■ **Data for this task**
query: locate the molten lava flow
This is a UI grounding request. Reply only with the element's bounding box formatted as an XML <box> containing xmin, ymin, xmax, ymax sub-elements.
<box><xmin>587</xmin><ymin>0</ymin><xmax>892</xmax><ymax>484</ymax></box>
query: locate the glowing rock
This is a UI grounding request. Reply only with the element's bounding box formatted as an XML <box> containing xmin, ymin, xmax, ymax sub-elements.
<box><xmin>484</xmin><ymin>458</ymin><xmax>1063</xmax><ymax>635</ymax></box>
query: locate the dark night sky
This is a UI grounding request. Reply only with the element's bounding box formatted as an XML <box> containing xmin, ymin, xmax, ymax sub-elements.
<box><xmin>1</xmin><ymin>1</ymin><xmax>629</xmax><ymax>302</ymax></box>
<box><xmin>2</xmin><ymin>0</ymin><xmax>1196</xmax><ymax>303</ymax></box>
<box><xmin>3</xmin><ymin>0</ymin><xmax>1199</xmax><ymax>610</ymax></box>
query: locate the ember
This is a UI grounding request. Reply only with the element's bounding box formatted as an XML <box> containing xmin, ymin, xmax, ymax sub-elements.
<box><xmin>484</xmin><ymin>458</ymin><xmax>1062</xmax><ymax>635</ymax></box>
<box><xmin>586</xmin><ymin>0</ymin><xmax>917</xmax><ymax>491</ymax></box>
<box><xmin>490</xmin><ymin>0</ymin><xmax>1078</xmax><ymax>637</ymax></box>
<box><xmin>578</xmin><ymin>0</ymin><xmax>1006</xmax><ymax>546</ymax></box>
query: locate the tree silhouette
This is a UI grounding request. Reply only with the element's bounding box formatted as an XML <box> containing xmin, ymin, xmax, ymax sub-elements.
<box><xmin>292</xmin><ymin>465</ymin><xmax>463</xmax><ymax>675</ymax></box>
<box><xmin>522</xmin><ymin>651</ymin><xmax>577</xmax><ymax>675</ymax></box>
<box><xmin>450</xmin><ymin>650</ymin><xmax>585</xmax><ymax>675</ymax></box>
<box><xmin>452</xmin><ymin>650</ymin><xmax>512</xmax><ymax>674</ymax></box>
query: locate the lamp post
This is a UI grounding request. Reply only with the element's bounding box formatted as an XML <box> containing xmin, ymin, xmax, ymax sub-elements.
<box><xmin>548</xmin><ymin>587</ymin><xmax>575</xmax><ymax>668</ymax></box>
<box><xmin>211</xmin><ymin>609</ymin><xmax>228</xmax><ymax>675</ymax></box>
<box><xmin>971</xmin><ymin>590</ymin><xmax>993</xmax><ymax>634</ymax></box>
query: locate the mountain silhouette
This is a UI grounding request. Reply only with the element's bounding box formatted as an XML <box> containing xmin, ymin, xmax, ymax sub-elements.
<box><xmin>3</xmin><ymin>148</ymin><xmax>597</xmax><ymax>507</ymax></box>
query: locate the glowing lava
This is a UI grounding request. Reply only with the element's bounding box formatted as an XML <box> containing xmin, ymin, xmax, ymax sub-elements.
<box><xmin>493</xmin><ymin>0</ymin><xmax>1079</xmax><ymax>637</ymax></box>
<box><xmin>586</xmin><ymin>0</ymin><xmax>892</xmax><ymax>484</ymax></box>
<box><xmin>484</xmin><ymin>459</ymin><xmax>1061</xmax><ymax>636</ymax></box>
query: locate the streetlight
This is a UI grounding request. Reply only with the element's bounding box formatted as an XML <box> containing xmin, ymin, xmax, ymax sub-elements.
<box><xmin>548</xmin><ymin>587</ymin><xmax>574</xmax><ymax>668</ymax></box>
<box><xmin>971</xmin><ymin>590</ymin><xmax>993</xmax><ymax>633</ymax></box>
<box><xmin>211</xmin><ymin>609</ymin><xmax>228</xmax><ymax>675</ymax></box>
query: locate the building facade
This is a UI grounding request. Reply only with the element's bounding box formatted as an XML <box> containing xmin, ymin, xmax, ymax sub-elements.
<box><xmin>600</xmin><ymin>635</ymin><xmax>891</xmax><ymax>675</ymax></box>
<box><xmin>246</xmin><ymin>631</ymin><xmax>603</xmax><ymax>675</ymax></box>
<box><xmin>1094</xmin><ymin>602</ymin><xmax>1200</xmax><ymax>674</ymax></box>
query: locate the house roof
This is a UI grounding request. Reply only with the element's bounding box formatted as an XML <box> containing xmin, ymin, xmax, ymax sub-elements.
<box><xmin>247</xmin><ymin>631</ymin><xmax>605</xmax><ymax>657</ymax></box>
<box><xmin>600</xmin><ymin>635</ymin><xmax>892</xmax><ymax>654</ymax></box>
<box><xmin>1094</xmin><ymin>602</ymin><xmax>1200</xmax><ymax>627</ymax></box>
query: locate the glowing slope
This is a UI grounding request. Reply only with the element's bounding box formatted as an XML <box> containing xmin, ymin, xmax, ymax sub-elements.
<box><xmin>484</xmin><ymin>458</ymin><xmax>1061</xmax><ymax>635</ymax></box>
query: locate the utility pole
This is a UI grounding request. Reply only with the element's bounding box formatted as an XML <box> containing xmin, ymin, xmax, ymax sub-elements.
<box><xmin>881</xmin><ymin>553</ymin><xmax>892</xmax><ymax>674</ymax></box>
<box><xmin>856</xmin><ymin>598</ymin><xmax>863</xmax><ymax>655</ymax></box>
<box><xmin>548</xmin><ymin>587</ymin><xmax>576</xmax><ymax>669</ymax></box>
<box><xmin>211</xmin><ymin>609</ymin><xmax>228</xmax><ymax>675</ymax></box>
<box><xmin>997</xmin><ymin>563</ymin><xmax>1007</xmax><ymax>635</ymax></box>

■ **What the exercise asks**
Please transcribe the data exactly from its first line. End with the line that contains "query: locate the glowing rock".

■ **Answer below**
query: locate the molten lava flow
This is a UI grounding request. Reply only with the element's bounding box formatted as an XML <box> containing xmin, ymin, xmax, ymax sub-elements.
<box><xmin>587</xmin><ymin>0</ymin><xmax>892</xmax><ymax>484</ymax></box>
query: locate the glowing rock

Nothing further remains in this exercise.